## EXERCISE AIM
Rewrite the stretch from the line containing "Q: Locate the orange and" through the end of the items, replacing "bill" with "beak" and leaving everything else unchanged.

====== EXERCISE MATERIALS ======

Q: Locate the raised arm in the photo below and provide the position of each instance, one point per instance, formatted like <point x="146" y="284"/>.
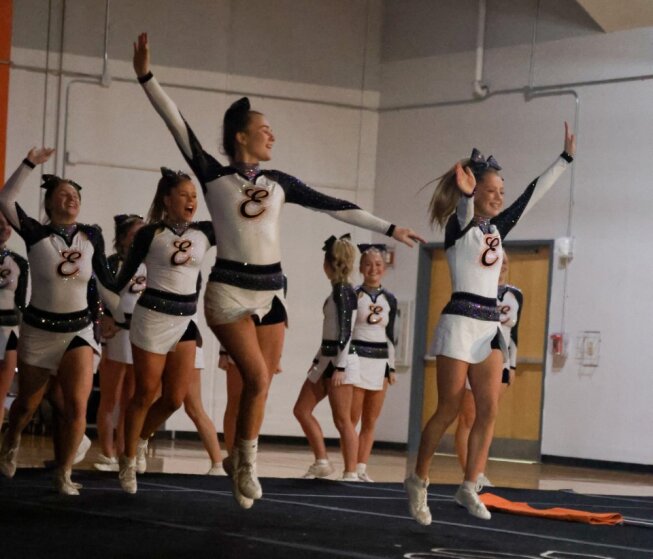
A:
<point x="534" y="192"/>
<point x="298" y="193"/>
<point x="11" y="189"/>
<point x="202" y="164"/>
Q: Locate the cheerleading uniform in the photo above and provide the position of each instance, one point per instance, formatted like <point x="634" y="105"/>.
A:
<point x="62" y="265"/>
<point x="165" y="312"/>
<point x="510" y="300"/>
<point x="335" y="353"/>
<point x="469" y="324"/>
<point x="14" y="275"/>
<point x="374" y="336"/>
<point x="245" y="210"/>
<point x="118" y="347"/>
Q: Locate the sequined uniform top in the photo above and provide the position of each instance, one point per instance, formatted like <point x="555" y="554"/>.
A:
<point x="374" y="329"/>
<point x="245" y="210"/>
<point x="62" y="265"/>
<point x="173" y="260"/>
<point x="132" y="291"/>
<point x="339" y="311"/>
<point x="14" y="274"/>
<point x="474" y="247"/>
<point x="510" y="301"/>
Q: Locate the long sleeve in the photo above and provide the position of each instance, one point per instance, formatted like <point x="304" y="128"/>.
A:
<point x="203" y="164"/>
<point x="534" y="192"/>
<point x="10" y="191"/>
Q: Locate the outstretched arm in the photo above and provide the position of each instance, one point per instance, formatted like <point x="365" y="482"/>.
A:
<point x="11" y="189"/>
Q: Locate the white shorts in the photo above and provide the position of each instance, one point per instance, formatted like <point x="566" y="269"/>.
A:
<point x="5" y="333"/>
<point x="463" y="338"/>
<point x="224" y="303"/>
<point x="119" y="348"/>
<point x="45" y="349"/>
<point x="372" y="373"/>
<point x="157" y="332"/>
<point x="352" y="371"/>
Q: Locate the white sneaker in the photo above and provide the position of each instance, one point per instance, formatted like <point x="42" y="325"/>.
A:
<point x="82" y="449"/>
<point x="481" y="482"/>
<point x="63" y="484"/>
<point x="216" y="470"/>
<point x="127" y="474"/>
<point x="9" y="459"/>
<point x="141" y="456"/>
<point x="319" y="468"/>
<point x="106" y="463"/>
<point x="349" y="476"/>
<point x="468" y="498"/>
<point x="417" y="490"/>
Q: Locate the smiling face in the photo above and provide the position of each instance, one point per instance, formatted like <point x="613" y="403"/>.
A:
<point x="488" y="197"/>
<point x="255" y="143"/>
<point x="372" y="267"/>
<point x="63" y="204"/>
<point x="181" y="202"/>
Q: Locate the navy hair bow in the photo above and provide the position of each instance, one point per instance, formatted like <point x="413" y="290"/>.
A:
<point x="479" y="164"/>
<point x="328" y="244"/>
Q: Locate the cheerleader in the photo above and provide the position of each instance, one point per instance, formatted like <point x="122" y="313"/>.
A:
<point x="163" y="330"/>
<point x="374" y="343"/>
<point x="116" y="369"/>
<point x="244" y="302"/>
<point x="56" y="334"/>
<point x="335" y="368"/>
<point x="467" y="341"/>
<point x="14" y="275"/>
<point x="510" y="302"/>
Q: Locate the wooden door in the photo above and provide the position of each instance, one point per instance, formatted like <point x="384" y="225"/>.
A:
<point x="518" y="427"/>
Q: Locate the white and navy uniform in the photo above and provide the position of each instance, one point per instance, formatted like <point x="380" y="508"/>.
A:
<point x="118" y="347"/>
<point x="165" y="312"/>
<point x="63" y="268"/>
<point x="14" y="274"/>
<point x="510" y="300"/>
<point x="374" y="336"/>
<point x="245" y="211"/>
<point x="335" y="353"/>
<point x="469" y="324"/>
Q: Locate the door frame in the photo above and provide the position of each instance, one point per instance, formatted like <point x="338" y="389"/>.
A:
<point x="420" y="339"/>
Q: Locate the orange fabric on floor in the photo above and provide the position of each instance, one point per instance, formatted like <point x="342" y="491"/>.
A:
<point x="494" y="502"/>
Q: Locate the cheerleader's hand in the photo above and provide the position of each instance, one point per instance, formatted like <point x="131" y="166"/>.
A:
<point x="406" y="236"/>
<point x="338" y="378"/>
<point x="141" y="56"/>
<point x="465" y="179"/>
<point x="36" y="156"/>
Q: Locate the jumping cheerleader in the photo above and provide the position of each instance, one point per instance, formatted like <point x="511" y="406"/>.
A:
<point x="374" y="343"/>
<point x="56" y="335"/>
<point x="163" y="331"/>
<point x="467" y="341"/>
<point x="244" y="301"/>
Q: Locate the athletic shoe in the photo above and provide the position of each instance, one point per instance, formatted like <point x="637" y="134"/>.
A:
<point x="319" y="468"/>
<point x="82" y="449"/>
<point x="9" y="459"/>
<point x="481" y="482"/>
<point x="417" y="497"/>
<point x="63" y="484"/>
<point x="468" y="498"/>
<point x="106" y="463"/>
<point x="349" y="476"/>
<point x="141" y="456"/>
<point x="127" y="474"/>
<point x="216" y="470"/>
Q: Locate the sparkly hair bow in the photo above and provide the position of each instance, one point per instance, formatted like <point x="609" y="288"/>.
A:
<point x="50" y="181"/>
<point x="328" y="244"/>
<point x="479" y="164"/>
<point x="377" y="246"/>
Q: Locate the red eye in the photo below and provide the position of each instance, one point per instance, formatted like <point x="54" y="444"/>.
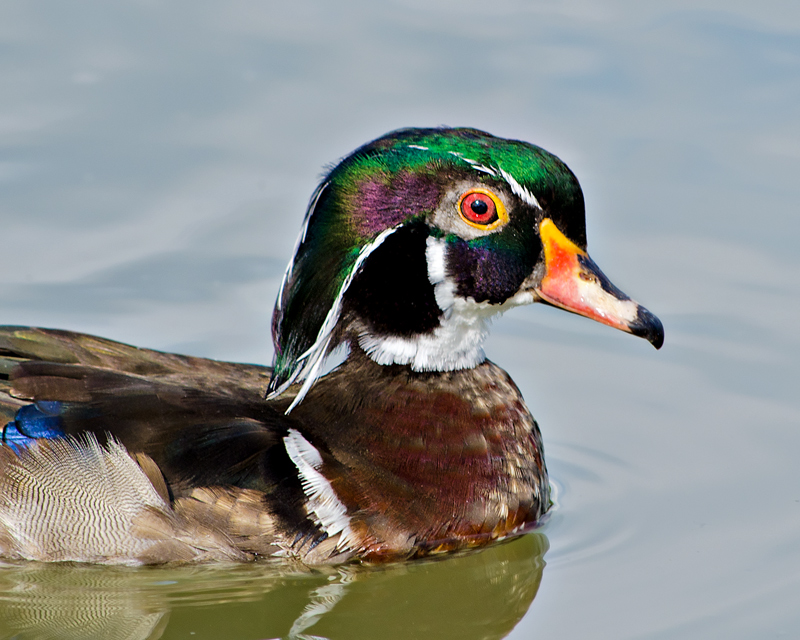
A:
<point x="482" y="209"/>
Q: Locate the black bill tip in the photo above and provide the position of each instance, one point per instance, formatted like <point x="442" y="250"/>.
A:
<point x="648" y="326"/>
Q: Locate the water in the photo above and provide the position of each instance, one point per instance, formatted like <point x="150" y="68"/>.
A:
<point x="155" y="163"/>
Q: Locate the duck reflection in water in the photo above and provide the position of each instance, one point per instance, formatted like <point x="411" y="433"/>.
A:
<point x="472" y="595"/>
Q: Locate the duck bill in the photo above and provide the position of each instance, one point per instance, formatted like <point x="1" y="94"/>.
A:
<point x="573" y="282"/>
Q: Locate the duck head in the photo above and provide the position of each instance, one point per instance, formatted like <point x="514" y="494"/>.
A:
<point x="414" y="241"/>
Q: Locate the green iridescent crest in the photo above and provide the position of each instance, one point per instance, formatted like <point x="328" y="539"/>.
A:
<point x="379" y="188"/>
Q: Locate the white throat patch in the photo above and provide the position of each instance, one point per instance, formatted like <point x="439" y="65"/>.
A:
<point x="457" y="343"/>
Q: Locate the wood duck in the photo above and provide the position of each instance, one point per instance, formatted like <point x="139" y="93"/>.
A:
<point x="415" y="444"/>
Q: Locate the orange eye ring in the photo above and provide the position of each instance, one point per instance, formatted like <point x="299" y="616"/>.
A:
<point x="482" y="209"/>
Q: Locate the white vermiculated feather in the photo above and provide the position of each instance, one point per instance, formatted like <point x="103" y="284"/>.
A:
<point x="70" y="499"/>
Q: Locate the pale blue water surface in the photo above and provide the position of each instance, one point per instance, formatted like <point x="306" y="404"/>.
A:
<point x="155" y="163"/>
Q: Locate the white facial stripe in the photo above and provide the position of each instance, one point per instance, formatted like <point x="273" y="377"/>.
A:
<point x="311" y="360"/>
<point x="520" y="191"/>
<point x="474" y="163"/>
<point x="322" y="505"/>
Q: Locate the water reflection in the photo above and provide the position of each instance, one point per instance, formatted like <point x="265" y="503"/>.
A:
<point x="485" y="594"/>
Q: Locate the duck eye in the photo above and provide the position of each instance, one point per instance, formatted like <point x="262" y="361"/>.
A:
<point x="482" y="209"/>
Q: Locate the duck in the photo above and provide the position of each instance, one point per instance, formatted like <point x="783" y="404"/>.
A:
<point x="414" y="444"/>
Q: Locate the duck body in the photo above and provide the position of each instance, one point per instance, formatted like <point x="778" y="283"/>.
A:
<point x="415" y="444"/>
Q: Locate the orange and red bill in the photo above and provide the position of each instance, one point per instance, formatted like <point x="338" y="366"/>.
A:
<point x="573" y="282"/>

======

## EXERCISE RESPONSE
Q: Locate the orange and red beak in the photo above and provide the position of each instance, one point per instance, formatted like <point x="338" y="366"/>.
A:
<point x="573" y="282"/>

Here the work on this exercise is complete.